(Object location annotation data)
- - - -

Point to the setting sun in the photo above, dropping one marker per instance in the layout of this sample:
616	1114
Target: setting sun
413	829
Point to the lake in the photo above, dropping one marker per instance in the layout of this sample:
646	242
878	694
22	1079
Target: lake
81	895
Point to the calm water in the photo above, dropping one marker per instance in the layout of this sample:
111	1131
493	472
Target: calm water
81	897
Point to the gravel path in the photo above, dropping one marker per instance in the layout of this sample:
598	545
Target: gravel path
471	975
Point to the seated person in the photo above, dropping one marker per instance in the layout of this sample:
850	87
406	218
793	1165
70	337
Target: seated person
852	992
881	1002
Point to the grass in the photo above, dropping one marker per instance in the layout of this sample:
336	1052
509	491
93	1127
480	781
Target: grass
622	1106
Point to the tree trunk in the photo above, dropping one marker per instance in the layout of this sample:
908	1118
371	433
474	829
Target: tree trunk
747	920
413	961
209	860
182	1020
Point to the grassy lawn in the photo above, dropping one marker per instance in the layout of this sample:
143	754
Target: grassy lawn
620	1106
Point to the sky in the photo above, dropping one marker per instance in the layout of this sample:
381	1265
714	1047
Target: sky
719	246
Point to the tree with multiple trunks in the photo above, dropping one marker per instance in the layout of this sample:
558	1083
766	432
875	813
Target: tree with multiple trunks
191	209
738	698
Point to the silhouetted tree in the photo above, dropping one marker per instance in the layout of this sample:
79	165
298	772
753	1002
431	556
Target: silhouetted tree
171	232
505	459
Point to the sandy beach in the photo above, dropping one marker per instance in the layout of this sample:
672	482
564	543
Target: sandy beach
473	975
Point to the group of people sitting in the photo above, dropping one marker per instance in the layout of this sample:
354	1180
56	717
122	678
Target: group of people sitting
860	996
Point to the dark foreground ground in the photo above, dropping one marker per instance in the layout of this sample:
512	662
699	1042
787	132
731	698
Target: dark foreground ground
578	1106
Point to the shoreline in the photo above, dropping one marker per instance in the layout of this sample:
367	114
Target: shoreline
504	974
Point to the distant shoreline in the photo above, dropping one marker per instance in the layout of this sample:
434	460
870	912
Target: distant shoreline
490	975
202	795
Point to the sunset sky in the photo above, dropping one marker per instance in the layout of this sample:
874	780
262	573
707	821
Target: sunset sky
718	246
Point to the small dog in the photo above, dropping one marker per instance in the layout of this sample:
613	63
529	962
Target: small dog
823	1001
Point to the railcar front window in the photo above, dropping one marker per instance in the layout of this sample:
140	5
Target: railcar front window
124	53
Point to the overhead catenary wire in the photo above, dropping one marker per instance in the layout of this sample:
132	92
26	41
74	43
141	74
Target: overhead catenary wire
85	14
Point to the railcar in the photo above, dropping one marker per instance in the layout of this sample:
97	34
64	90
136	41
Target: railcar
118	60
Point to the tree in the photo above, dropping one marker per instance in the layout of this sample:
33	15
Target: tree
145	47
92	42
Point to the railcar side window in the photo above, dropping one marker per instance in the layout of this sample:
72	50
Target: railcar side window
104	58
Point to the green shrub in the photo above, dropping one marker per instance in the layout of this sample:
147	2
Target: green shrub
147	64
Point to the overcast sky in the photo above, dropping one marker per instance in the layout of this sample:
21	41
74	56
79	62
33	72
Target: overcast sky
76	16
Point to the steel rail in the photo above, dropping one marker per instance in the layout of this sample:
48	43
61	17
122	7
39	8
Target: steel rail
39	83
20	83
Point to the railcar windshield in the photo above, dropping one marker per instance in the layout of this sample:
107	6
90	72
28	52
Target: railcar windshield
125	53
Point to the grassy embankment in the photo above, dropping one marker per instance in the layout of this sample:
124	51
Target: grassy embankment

- - - -

TASK TO COMPLETE:
Transcribe all of the entries above line for line, with no changes.

SOLUTION TO THIS PROBLEM:
Point to the setting sun in the photo above, dropping one marker per instance in the layout of this sample:
616	1114
Target: setting sun
413	829
Point to the lake in the photo above, dropping one marker per instance in the layout of this sample:
646	242
878	694
22	1079
Target: lake
81	895
Point to the calm water in the photo above, dropping one marker per instance in the layout of this sample:
111	1131
493	472
Target: calm water
81	897
Point to the gravel path in the photo above, dropping one marker per instance in the layout of this sample:
598	545
Target: gravel path
471	975
Point to the seated person in the photo above, dropping one marker per instance in the layout of this sample:
850	87
406	218
793	1165
70	337
Target: seated person
852	992
881	1002
Point to the grass in the photo above, dropping one marker per instance in the layout of this sample:
336	1052
509	491
93	1127
480	781
Target: grass
622	1106
Point to the tree trunk in the photo above, dropping one marker per instance in the layout of this sample:
908	1118
371	433
474	829
Target: tree trunk
747	920
413	961
209	860
182	1020
Point to the grassy lawn in the photo above, dropping one marker per instance in the layout of this sample:
143	754
Target: grassy lawn
620	1106
Point to the sky in the photo above, dropping one marker per instance in the layout of this sample:
381	1265
714	1047
Target: sky
719	246
Point to the tree with multiple trunks in the photo above, dropping one marker per instance in the layout of this sample:
558	1083
766	432
875	813
Target: tree with multiple trunks
191	209
738	698
Point to the silhouetted tree in the photo above, dropping one marker per instance in the layout of this sample:
79	165
298	772
753	1002
431	556
Target: silhouetted tree
171	232
505	459
Point to the sandy beach in the photo above, dropping one marker per instance in the layout of this sample:
672	482
564	543
Target: sandy beach
473	975
Point to the group of people sitting in the photo above, dropping one marker per instance in the layout of this sample:
354	1180
56	717
122	678
Target: group of people sitting
860	996
Point to the dark foreground ground in the photo above, dropping one marker per instance in the layout of this sample:
512	662
699	1042
787	132
731	698
Target: dark foreground ground
578	1106
Point to the shoreline in the photo above, dropping one marker per instance in the layout of this sample:
367	114
Target: shoreline
504	974
Point to the distant shoreline in the photo above, dropping one marker per instance in the layout of this sample:
434	460
870	912
Target: distant shoreline
490	975
202	795
Point to the sunset sky in the photo above, dropping one marker per instance in the layout of this sample:
874	780
262	573
707	821
Target: sunset sky
718	246
Point to the small dog in the photo above, dropping one marker per instance in the layout of this sample:
613	63
529	962
Target: small dog
823	1001
Point to the railcar front window in the photo above, dropping one marker per instance in the layout of this sample:
140	5
Target: railcar front window
124	53
Point to the overhead catenary wire in the photo above, dropping one marker per instance in the layout of this sample:
132	92
26	41
74	43
141	74
Target: overhead catenary wire
85	14
Point to the railcar in the photo above, dropping one marker per instance in the layout of this sample:
97	34
64	90
136	41
Target: railcar
118	60
Point to the tree in the photo above, dropping one marker per instance in the layout of this sample:
33	15
Target: tree
145	47
92	42
Point to the railcar side window in the photo above, dropping one marker per instance in the layout of this sample:
72	50
Target: railcar side window
104	58
Point to the green shrub in the photo above, dropping one marker per instance in the layout of this sample:
147	2
Target: green shrub
147	64
Point to the overcast sky in the photo above, dropping one marker per instance in the layout of this sample:
21	41
74	56
79	62
33	72
Target: overcast sky
76	16
Point to the steel rail in the photo above, dropping one marker per instance in the layout of this sample:
48	43
61	17
122	7
39	8
Target: steel rail
39	83
20	83
Point to the railcar windshield in the photo above, dropping one marker per instance in the layout of this sample:
107	6
90	72
28	52
Target: railcar windshield
125	53
Point to the grassy embankment in the photo above, dropping one marker per instance in the layout of this sample:
124	51
Target: grassy embankment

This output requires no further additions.